**Exercise task:** Each line from the one that holds "Target — church building" to the end of the records is to be retyped exactly. Pictures are not part of the copy.

**Records supplied:**

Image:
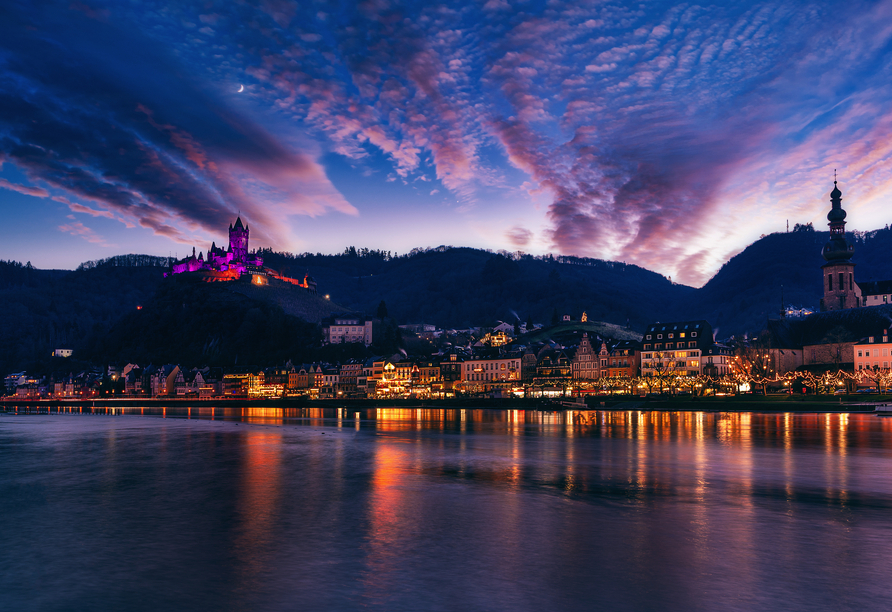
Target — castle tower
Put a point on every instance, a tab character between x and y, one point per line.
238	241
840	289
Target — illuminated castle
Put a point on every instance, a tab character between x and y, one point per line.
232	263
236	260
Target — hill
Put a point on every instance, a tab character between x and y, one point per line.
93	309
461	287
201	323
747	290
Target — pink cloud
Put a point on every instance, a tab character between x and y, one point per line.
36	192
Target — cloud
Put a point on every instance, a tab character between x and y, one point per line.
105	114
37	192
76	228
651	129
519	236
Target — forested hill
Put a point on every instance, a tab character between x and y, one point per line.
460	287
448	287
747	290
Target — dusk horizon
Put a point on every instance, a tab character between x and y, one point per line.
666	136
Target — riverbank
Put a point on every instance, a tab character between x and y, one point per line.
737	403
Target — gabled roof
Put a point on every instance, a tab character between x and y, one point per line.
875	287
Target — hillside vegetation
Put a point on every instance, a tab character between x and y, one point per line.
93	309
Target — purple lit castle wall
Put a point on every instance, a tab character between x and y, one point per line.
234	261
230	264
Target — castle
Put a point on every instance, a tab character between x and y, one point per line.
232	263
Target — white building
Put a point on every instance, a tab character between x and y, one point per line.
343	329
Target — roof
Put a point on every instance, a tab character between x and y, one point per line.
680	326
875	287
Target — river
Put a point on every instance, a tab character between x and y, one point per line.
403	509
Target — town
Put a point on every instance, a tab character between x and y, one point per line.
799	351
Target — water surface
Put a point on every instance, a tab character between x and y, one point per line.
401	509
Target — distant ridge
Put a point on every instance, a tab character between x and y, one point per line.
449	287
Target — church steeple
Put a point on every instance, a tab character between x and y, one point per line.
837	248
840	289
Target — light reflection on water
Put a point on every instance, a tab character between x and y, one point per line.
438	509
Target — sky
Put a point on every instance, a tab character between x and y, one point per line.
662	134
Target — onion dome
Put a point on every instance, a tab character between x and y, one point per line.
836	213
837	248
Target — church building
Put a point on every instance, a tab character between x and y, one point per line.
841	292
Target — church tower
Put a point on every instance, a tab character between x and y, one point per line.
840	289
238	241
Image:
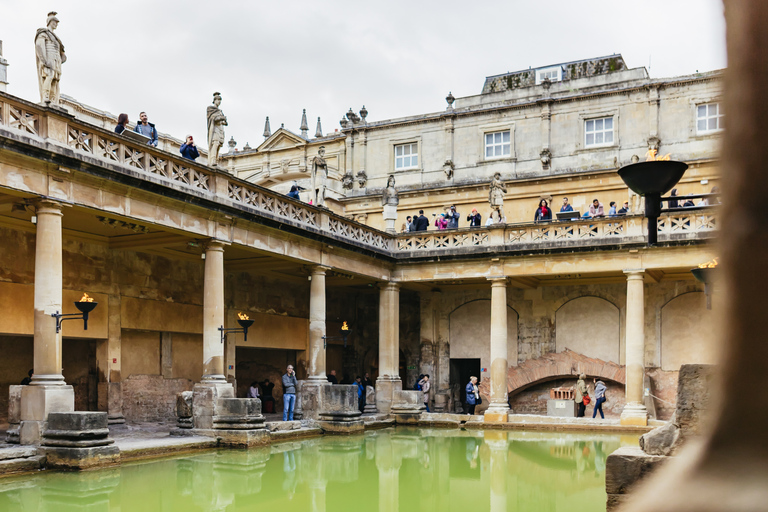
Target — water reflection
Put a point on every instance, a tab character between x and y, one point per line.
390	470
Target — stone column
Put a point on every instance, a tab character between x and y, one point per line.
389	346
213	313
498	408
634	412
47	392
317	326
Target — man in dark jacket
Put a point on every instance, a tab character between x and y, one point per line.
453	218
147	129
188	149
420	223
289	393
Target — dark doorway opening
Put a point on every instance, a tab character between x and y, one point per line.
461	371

**Response:**
Target — church building
Put a point on every instance, a tab character between x and y, one point per line.
841	292
Target — church tower
Put a point on every instance, a tab character between x and y, one point per line.
840	289
238	241
Image:
Target — water reflection
Put a point on every instance, a tab character between x and y, one point per line.
390	470
Target — stone column
Put a point on every instance, a tab character between x and y, one point per line.
389	346
213	313
498	408
634	412
47	392
317	326
Target — man in dark jacket
Put a point on every instance, a tab character between x and y, one point per line.
453	218
147	129
188	149
420	223
289	393
Target — dark doorway opening
Put a point on every instance, a tab character between x and y, one point per line.
461	371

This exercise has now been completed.